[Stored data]
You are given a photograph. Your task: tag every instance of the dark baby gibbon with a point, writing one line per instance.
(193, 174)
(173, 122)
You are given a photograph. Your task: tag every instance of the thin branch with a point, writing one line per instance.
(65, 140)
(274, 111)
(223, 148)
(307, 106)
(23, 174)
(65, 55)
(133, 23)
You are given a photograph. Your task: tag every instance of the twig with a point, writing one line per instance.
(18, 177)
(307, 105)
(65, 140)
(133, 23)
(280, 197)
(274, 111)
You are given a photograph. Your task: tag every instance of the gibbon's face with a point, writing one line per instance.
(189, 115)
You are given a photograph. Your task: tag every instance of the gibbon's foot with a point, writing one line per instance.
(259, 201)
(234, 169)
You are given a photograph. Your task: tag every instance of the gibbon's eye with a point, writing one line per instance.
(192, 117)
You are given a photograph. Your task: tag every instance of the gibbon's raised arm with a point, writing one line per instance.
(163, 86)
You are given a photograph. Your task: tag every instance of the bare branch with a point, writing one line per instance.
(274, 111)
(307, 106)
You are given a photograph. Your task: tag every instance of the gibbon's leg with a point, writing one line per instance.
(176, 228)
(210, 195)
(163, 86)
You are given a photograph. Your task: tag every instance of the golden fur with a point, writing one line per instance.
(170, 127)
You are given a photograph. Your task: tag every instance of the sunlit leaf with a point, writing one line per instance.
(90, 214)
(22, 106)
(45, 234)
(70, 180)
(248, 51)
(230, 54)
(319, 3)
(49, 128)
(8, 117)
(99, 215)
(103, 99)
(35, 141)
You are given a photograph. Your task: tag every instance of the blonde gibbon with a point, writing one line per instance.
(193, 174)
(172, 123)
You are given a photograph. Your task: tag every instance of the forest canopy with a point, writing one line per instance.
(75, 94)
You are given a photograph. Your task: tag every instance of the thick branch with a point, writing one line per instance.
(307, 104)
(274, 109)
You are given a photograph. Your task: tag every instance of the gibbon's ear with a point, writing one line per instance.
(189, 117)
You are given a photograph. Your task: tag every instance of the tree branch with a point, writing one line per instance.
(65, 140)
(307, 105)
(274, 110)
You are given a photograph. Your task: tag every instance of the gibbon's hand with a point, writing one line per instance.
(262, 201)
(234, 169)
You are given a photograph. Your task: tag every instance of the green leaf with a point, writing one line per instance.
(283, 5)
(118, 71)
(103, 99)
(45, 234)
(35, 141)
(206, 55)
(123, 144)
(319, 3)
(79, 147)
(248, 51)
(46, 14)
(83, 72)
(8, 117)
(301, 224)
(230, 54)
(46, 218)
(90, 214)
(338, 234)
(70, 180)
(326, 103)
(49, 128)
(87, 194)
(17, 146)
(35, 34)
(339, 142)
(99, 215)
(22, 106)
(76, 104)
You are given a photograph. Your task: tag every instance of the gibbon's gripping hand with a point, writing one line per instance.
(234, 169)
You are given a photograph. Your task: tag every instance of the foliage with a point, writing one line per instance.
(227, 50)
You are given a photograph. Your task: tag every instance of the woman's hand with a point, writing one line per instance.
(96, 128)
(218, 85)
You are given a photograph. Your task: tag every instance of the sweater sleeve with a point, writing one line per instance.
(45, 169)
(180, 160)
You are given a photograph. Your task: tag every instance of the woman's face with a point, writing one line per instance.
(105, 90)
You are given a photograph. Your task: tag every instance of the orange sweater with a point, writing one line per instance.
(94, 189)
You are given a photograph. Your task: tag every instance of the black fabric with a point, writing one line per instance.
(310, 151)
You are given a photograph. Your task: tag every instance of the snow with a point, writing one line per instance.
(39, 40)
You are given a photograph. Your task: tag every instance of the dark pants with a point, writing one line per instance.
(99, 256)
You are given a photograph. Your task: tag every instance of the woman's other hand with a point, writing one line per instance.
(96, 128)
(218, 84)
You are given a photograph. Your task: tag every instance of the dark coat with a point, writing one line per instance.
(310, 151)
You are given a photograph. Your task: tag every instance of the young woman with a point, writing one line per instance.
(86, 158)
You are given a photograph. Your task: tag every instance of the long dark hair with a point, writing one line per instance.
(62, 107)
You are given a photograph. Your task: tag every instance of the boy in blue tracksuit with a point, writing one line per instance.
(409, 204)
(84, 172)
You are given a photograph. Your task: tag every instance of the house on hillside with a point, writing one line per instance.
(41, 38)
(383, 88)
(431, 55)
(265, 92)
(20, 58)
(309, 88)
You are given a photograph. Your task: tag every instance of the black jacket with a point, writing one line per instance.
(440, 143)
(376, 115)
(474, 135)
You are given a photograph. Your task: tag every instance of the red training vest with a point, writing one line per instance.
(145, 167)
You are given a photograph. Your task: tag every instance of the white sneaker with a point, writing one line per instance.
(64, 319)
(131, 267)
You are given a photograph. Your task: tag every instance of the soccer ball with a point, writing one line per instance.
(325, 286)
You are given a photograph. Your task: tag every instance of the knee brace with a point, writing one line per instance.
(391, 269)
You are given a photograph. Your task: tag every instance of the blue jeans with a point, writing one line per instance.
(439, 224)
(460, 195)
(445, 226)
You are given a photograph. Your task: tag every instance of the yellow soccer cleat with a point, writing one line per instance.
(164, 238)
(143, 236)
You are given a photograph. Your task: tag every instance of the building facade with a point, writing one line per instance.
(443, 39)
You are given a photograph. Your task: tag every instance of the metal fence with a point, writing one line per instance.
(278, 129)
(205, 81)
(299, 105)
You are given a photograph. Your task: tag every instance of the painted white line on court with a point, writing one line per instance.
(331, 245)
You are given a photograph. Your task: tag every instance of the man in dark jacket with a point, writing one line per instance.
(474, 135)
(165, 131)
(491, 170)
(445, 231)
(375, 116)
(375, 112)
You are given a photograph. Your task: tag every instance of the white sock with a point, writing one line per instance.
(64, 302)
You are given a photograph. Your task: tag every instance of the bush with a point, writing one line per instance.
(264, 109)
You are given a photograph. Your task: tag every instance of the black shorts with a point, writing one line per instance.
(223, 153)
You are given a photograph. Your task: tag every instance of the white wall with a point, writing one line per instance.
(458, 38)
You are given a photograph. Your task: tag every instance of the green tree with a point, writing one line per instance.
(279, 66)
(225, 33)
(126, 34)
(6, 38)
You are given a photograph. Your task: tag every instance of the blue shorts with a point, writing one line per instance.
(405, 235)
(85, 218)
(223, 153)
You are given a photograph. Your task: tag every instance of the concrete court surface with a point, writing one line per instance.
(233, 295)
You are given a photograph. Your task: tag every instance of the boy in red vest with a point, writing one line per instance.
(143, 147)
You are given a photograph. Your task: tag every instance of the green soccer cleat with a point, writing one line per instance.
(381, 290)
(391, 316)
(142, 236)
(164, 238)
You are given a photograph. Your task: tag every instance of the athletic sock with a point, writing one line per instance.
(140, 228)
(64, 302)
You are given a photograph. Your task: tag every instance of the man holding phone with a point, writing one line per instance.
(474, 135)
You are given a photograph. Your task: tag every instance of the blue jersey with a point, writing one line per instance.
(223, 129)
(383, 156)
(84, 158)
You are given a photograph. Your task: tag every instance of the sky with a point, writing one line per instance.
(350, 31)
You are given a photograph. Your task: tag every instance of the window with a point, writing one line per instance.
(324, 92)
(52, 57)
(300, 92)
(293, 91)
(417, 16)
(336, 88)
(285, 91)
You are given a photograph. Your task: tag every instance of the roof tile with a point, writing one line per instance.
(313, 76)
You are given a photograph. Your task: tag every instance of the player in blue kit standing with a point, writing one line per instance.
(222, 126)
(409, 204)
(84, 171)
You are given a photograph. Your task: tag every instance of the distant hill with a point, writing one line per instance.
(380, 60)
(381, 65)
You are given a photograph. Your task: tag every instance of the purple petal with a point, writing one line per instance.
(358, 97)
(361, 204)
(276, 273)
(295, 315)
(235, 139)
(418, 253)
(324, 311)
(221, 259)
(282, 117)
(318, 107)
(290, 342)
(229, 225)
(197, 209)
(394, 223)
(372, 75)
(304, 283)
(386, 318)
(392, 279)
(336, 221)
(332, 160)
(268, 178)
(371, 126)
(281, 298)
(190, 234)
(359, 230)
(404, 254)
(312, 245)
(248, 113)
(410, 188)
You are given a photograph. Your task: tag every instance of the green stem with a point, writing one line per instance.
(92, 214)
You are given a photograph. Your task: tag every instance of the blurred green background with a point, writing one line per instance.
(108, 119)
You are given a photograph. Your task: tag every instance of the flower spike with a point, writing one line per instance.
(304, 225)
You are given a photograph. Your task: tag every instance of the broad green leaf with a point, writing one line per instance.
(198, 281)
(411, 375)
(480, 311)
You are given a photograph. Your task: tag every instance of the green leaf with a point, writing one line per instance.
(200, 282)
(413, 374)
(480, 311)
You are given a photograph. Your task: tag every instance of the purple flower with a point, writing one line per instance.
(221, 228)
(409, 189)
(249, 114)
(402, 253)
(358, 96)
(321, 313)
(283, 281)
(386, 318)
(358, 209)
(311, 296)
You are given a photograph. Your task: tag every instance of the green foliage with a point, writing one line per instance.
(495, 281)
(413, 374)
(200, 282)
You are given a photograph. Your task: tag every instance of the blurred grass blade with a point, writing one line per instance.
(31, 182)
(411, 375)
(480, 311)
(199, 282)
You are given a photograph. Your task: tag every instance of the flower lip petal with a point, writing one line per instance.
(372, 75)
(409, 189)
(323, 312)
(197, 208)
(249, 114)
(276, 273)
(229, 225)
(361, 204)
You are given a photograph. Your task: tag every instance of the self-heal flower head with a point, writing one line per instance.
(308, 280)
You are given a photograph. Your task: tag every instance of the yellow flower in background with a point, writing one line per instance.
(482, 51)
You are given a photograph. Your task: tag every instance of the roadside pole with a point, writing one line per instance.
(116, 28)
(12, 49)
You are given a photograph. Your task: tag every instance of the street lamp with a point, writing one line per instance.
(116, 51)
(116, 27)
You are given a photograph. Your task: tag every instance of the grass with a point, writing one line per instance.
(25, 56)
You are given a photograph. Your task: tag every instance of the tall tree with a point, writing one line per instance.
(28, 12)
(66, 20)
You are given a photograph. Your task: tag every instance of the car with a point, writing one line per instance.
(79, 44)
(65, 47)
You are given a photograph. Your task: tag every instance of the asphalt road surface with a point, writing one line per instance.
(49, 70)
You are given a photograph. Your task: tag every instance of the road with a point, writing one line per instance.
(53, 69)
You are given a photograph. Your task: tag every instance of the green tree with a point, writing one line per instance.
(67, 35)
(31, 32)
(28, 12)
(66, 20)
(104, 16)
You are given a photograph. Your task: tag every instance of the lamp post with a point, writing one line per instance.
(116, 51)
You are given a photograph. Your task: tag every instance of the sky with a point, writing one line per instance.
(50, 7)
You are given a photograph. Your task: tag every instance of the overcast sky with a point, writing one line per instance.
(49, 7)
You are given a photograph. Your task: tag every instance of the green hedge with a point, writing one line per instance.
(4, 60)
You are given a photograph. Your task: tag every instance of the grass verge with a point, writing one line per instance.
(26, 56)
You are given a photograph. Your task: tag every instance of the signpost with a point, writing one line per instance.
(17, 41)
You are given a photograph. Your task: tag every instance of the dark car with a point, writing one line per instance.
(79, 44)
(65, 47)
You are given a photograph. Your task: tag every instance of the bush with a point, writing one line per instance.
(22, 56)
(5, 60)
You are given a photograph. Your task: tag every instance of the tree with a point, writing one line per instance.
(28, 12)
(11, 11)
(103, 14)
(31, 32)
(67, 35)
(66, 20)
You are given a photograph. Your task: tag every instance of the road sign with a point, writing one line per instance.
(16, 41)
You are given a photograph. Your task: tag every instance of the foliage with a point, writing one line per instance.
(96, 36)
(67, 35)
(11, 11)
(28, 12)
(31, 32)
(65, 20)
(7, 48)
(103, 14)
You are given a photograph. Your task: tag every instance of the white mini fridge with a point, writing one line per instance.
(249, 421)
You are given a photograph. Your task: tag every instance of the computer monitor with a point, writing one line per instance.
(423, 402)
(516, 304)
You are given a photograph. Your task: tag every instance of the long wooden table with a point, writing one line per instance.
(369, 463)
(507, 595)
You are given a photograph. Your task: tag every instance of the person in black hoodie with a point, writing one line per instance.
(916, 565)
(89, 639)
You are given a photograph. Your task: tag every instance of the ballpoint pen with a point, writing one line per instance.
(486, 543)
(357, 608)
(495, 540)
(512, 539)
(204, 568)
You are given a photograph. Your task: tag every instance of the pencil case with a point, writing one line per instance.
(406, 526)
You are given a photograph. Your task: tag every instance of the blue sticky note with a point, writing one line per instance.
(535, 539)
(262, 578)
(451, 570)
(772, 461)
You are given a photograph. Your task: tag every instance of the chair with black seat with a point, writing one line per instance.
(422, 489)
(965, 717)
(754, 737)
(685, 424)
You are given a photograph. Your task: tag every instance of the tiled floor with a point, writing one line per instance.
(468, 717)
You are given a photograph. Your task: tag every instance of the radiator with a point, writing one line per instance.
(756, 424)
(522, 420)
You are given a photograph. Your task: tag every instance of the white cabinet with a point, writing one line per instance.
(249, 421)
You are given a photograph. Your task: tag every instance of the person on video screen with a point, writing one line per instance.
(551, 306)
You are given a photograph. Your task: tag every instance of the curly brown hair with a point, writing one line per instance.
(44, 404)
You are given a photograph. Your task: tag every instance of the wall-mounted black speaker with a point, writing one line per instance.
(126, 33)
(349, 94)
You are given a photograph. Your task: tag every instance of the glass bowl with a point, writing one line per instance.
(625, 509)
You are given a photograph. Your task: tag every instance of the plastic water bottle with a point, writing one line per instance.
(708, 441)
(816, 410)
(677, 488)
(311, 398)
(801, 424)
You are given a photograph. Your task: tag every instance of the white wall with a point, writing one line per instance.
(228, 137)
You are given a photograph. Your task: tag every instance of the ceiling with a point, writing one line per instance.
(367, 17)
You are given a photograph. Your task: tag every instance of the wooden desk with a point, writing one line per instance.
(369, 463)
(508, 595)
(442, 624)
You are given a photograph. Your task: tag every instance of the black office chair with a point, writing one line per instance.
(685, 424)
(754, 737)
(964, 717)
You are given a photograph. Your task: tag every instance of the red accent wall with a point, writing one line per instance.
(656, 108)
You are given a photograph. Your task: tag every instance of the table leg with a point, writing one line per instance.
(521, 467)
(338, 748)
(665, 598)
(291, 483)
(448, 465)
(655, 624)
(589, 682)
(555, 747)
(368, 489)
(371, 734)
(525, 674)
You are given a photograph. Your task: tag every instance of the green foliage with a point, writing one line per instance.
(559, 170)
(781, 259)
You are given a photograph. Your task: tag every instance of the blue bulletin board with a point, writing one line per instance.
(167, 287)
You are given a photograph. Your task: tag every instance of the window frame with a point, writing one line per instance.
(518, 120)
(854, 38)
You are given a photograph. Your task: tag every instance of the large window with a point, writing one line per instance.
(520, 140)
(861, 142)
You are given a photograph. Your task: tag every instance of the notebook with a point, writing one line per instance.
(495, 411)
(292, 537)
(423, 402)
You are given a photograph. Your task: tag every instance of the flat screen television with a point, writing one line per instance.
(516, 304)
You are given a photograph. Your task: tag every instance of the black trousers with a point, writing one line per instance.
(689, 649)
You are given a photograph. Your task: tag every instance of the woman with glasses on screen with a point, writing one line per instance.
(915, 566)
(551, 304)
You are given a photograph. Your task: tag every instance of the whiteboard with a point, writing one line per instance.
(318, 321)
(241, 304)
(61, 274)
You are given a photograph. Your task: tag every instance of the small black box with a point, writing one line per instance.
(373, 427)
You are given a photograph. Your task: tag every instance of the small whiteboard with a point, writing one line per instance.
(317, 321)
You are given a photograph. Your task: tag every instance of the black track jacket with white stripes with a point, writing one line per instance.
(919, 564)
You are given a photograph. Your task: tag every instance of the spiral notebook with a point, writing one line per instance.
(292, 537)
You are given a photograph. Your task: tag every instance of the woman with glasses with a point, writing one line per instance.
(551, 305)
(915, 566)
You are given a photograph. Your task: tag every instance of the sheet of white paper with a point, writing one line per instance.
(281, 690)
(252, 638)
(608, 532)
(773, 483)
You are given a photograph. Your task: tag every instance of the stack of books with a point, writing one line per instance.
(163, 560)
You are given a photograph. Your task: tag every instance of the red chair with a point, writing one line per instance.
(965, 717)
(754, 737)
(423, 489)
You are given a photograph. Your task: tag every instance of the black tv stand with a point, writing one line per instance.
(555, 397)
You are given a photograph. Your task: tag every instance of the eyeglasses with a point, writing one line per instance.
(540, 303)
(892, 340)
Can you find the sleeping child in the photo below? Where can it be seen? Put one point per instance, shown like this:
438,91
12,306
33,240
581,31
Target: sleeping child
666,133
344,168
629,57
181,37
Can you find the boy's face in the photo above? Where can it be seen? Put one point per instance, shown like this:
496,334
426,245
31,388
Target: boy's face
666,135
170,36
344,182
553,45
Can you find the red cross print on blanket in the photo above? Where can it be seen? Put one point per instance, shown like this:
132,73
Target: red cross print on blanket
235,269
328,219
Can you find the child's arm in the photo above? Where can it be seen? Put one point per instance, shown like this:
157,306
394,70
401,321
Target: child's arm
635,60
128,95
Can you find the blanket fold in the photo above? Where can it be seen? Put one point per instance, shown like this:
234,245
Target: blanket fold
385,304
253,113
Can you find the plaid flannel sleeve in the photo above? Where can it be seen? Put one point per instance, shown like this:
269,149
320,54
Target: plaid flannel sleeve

EXERCISE:
Identify the lines above that contain the word "plaid", then copy them.

REPLY TO THE EXERCISE:
Can you find the plaid flannel sleeve in the photo above? Where can it be seen? Put one point per instance, shown like this:
Target: plaid flannel sleeve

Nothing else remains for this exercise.